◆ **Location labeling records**
+---+

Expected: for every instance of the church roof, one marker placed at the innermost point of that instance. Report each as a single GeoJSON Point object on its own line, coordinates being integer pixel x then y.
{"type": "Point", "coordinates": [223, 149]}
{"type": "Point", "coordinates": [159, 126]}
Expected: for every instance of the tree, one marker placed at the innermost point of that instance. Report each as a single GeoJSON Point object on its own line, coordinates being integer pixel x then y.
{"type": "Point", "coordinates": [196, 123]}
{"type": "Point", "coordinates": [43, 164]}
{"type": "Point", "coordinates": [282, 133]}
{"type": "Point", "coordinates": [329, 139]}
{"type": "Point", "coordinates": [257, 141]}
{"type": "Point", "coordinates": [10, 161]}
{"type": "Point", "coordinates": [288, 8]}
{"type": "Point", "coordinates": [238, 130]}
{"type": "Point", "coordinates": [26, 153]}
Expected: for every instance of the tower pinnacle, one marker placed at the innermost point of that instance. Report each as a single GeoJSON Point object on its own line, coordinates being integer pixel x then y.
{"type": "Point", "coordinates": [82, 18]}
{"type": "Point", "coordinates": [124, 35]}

+---+

◆ **WHAT YOU SHOULD DO**
Put every line of all the records above into a numbered list, leaving out any blank lines.

◆ **ANSWER TO THE PROBLEM**
1. Expected: for every instance of the church roof, one marker placed at the innermost point of that instance. Report each as a single GeoJSON Point object on its own line, coordinates being integer pixel x then y.
2. {"type": "Point", "coordinates": [223, 149]}
3. {"type": "Point", "coordinates": [159, 126]}
4. Expected: for every instance of the tree, one marker placed at the innermost point of that instance. Report each as a single GeoJSON Point object on its own line, coordinates being integer pixel x then y.
5. {"type": "Point", "coordinates": [196, 123]}
6. {"type": "Point", "coordinates": [43, 164]}
7. {"type": "Point", "coordinates": [282, 133]}
8. {"type": "Point", "coordinates": [329, 139]}
9. {"type": "Point", "coordinates": [257, 141]}
10. {"type": "Point", "coordinates": [10, 161]}
11. {"type": "Point", "coordinates": [288, 8]}
12. {"type": "Point", "coordinates": [238, 130]}
13. {"type": "Point", "coordinates": [26, 153]}
14. Expected: for every instance of the tower pinnacle, one marker placed at the innermost point of that instance. Report each as a single GeoJSON Point object on its own line, coordinates being integer pixel x then y.
15. {"type": "Point", "coordinates": [82, 18]}
16. {"type": "Point", "coordinates": [124, 35]}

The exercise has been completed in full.